Goal — In the article on handling tenant defaults below, who must carry out an eviction once the landlord has obtained a judgment for possession in an unlawful detainer action?

By Matthew J. Marino

Article

3.01.09

The Alternatives to Restructuring: Handling Tenant Defaults

If restructuring is either unsuccessful or impractical, landlords and tenants need to be familiar with the judicial process for eviction and breach of contract.

  • Consider options – think twice before reflexively serving a Notice to Pay Rent or Quit. In better economic times, the landlord's first response to a tenant default frequently was the service of a statutory Notice to Pay Rent or Quit as a prerequisite to eviction. However, in these times, where tenant demand for space is far less, eviction may not be the best option as it assumes that the premises can be re-leased to a more creditworthy tenant. Eviction also may result in a dark space that detracts from the desirability or appearance of a retail center.
  • A breach of lease action may meet the landlord's needs. Even for tenants in default, eviction is not the landlord's only option. If the lease so provides, the landlord may sue the tenant for breach of lease to collect the rent due without evicting the tenant. This option may be lost if the landlord serves the tenant with a Notice to Pay Rent or Quit, and the tenant vacates the premises. While such a lawsuit may create an adverse relationship in the short term, it may lead to a judgment or settlement to collect some portion of the amount due while maintaining the appearance of the project. If the landlord elects this course, a default must be established under the lease, but it should not be by service of a statutory Notice to Pay Rent or Quit. Some leases may vary, but a short letter or Notice of Rent Delinquency, setting forth the amount due and the applicable cure period, likely will be sufficient to establish the default so that an appropriate action can be pursued.
  • If the landlord desires eviction, consider requesting voluntary relinquishment first. If the tenant is without hope of recovery, in lieu of eviction proceedings, the landlord may consider requesting a consensual relinquishment of the premises while retaining its right to pursue tenant for damages for breach of the lease. Often tenants will accept the inevitability of their business failure, and a voluntary turnover of possession helps both landlord and tenant in that the landlord need not pursue an unlawful detainer and the tenant provides landlord the maximum opportunity to mitigate damages while minimizing enforcement costs. To effect this agreement, a written stipulation agreeing to tender possession is best, but any writing whereby the tenant states an intent to abandon the premises likely is sufficient. Unless reference is made to the statute that makes the tenant liable for post-termination rent, it is important that the landlord never "terminate" tenant's lease obligations except by a formal termination agreement. Likewise, the landlord should avoid use of the word "surrender," which has an historical meaning that might be construed to release the tenant from post-surrender liability.
  • No self-help. Regardless of the length or severity of the tenant's default, California law prohibits the landlord from engaging in any self-help actions to evict the tenant, such as re-keying the premises or denying the tenant any access or other privileges under its lease (such as parking, gym access, or similar amenities). Even after the landlord obtains judgment for possession in an unlawful detainer action, eviction must be effected by the County Sheriff pursuant to a writ of possession.

Recorded data —
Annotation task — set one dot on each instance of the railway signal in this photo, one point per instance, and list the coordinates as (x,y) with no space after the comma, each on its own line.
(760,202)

Problem solution — The County Sheriff, acting under a writ of possession.